* _Exercise instructions_:
Transcribe the listing below word for word.

####

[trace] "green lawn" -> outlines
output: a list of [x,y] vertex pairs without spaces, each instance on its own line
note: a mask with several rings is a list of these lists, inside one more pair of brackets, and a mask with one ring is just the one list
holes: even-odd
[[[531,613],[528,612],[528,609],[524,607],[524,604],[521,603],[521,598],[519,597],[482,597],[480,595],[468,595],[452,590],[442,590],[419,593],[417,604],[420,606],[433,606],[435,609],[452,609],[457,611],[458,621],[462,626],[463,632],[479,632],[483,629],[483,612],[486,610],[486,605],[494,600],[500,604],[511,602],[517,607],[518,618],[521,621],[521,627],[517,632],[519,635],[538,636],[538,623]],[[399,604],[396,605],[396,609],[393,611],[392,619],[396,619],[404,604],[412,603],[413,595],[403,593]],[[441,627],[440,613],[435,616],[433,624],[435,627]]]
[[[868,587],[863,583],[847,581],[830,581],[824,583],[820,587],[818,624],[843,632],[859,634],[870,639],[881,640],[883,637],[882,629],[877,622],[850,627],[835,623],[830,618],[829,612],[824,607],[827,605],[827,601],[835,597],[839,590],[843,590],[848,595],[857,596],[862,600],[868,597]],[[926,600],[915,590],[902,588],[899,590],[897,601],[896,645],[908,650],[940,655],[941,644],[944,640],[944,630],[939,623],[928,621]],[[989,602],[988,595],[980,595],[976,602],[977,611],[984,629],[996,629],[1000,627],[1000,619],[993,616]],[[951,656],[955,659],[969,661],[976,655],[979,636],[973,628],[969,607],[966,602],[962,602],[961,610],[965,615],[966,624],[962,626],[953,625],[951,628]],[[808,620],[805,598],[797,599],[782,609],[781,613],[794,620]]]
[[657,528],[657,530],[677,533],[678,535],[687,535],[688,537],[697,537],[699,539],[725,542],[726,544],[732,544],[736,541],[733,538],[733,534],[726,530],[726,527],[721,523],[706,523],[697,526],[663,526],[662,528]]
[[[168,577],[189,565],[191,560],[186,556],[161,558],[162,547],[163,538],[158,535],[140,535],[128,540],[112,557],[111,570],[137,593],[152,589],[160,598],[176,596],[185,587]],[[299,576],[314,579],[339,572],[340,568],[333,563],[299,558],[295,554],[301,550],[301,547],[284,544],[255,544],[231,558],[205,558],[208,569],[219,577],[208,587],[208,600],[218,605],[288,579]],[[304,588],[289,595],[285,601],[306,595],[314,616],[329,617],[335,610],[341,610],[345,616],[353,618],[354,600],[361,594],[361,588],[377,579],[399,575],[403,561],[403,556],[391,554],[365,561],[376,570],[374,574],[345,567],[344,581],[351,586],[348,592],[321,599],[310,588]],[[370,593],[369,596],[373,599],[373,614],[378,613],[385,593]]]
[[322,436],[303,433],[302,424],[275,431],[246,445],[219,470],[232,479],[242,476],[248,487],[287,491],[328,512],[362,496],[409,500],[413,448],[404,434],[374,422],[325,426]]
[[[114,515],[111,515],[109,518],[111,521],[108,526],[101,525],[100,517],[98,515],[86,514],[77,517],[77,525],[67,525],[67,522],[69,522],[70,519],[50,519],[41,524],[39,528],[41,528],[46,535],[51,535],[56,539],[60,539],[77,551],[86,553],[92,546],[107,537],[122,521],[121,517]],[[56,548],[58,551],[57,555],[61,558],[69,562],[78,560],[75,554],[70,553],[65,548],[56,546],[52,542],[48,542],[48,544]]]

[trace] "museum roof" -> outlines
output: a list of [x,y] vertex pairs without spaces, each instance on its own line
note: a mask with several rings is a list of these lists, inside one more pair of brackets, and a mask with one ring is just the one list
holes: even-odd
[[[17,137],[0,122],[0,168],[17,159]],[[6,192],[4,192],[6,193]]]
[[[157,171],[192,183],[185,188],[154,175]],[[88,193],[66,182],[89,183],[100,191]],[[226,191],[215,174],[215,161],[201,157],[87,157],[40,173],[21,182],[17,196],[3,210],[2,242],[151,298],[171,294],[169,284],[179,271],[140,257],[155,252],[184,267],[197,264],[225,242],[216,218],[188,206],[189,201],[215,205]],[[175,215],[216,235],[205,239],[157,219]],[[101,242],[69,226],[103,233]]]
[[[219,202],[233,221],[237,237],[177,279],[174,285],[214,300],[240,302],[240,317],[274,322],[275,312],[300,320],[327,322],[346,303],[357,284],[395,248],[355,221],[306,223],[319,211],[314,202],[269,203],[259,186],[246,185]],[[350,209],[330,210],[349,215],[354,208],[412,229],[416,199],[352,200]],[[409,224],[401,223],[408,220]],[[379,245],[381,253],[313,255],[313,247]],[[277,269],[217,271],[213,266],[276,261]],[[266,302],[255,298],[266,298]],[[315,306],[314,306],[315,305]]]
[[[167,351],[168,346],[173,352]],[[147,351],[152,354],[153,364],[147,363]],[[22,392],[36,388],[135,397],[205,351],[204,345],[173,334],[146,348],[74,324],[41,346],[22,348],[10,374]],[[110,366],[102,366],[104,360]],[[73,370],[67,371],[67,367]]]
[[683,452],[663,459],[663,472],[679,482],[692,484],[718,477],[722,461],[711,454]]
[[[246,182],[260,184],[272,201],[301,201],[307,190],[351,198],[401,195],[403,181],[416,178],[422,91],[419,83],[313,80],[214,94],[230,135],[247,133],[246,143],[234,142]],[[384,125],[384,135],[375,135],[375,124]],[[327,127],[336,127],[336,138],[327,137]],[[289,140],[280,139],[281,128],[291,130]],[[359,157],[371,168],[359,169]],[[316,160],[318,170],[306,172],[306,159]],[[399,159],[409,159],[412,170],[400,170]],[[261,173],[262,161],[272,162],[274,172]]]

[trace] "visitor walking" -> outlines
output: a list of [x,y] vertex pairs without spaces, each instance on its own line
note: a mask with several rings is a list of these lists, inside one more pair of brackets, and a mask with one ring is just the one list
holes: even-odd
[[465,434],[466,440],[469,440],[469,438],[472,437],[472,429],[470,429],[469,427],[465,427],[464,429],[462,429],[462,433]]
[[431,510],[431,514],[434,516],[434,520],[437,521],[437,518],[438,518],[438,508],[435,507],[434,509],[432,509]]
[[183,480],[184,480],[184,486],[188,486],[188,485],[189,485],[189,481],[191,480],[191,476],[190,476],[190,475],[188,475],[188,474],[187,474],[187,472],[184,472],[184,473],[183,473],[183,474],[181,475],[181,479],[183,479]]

####

* _Expected answer_:
[trace] "green lawn" -> outlines
output: a list of [x,y] vertex pairs without spaces, each instance on its own line
note: a mask with several rings is a list of these lists, inside one more pair of brackets, and a mask with one ring is just the one list
holes: even-odd
[[[531,613],[528,612],[528,609],[524,607],[524,604],[521,603],[521,598],[519,597],[482,597],[480,595],[468,595],[452,590],[442,590],[419,593],[417,604],[420,606],[433,606],[435,609],[452,609],[457,611],[458,621],[462,626],[463,632],[479,632],[483,629],[483,612],[486,610],[486,605],[494,600],[500,604],[511,602],[517,607],[518,618],[521,621],[521,627],[517,632],[519,635],[538,636],[538,623]],[[399,604],[396,605],[396,609],[393,611],[392,619],[396,619],[404,604],[412,603],[413,595],[403,593]],[[441,627],[440,613],[435,616],[433,624],[435,627]]]
[[[868,587],[863,583],[847,581],[830,581],[824,583],[820,587],[818,624],[843,632],[859,634],[870,639],[881,640],[883,637],[882,629],[877,622],[850,627],[835,623],[830,618],[829,612],[824,607],[827,605],[827,601],[835,597],[839,590],[843,590],[848,595],[857,596],[862,600],[868,597]],[[926,600],[915,590],[902,588],[899,590],[897,601],[896,645],[908,650],[940,655],[941,644],[944,640],[944,630],[939,623],[928,621]],[[989,602],[988,595],[980,595],[976,602],[977,611],[984,629],[996,629],[1000,627],[1000,619],[993,616]],[[951,656],[955,659],[969,661],[976,655],[979,636],[973,628],[969,607],[966,602],[962,602],[961,610],[965,615],[966,624],[962,626],[953,625],[951,628]],[[808,620],[805,598],[797,599],[782,609],[781,613],[794,620]]]
[[657,528],[657,530],[677,533],[678,535],[687,535],[688,537],[697,537],[699,539],[725,542],[726,544],[732,544],[736,541],[733,538],[733,534],[726,530],[726,527],[721,523],[706,523],[697,526],[663,526],[662,528]]
[[[168,577],[189,565],[191,560],[186,556],[161,558],[162,547],[163,538],[158,535],[140,535],[128,540],[112,557],[111,570],[137,593],[152,589],[160,598],[176,596],[185,587]],[[299,576],[314,579],[339,572],[340,568],[333,563],[299,558],[295,554],[301,550],[301,547],[284,544],[255,544],[231,558],[205,558],[208,569],[219,577],[208,587],[208,600],[218,605],[288,579]],[[304,588],[289,595],[285,601],[306,595],[314,616],[329,617],[335,610],[341,610],[345,616],[353,618],[354,600],[361,594],[361,588],[377,579],[399,575],[403,561],[403,556],[391,554],[365,561],[376,570],[374,574],[345,567],[344,581],[351,586],[348,592],[321,599],[310,588]],[[370,593],[369,596],[373,599],[373,614],[378,613],[385,593]]]
[[322,436],[303,433],[302,424],[275,431],[246,445],[219,470],[232,479],[242,476],[248,487],[287,491],[328,512],[362,496],[409,500],[413,448],[404,434],[374,422],[325,426]]
[[[114,515],[111,515],[109,518],[111,521],[108,526],[101,525],[100,517],[98,515],[86,514],[77,517],[77,525],[67,525],[67,522],[69,522],[70,519],[50,519],[41,524],[39,528],[41,528],[46,535],[51,535],[56,539],[60,539],[77,551],[86,553],[92,546],[107,537],[122,521],[121,517]],[[56,548],[58,551],[57,555],[61,558],[69,562],[78,560],[75,554],[70,553],[65,548],[56,546],[52,542],[48,542],[48,544]]]

[trace] "museum roof" -> outlines
output: a list of [x,y] vertex pairs without spaces, each instance on its own line
note: a mask with several rings is a list of these lists, inside one more pair of brackets, and a mask with one ring is just the one list
holes: even-odd
[[[17,137],[0,122],[0,168],[17,159]],[[6,192],[4,192],[6,193]]]
[[[157,171],[192,183],[185,188],[154,175]],[[88,193],[66,182],[89,183],[100,191]],[[226,191],[215,174],[215,161],[201,157],[87,157],[40,173],[21,182],[17,196],[3,210],[2,242],[151,298],[171,294],[169,284],[179,271],[140,257],[155,252],[184,267],[197,264],[225,242],[216,218],[188,206],[189,201],[215,205]],[[175,215],[216,235],[205,239],[157,219]],[[101,242],[69,226],[103,233]]]
[[[219,202],[233,221],[237,237],[177,279],[174,285],[214,300],[240,302],[240,317],[274,322],[275,312],[300,320],[327,322],[346,303],[357,284],[395,248],[355,221],[306,223],[319,211],[314,202],[269,203],[259,186],[246,185]],[[350,209],[330,210],[349,215],[354,208],[412,229],[416,199],[352,200]],[[409,224],[401,223],[408,220]],[[379,245],[381,253],[313,255],[313,247]],[[277,269],[217,271],[213,266],[276,261]],[[266,302],[255,298],[266,298]],[[315,306],[314,306],[315,305]]]
[[[167,351],[168,346],[173,352]],[[147,351],[152,354],[153,364],[147,363]],[[22,392],[36,388],[135,397],[205,351],[204,345],[173,334],[146,348],[74,324],[41,346],[22,348],[10,374]],[[110,366],[102,366],[104,360]],[[73,370],[67,371],[67,367]]]
[[683,452],[663,459],[663,472],[679,482],[692,484],[718,477],[722,461],[711,454]]
[[[246,182],[260,184],[272,201],[301,201],[307,190],[351,198],[401,195],[403,181],[416,178],[422,91],[419,83],[313,80],[214,94],[230,135],[247,133],[246,143],[234,142]],[[384,125],[384,135],[375,135],[375,124]],[[327,127],[336,127],[336,138],[327,137]],[[289,140],[280,139],[281,128],[291,130]],[[359,157],[371,168],[359,169]],[[316,160],[318,170],[306,172],[306,159]],[[399,159],[409,159],[412,170],[400,170]],[[261,173],[262,161],[272,162],[274,172]]]

[trace] "visitor walking" -> outlines
output: a list of [x,y] vertex pairs without spaces, each instance on its own line
note: a mask with several rings is a list of these lists, inside one more pair of brackets, and a mask with one ring is just the one list
holes: even-odd
[[465,434],[466,440],[469,440],[469,438],[472,437],[472,429],[470,429],[469,427],[465,427],[464,429],[462,429],[462,433]]
[[431,510],[431,514],[434,516],[434,520],[437,521],[437,518],[438,518],[438,508],[435,507],[434,509],[432,509]]
[[183,480],[184,480],[184,486],[188,486],[188,485],[189,485],[189,481],[191,480],[191,476],[190,476],[190,475],[188,475],[188,474],[187,474],[187,472],[184,472],[184,473],[183,473],[183,474],[181,475],[181,479],[183,479]]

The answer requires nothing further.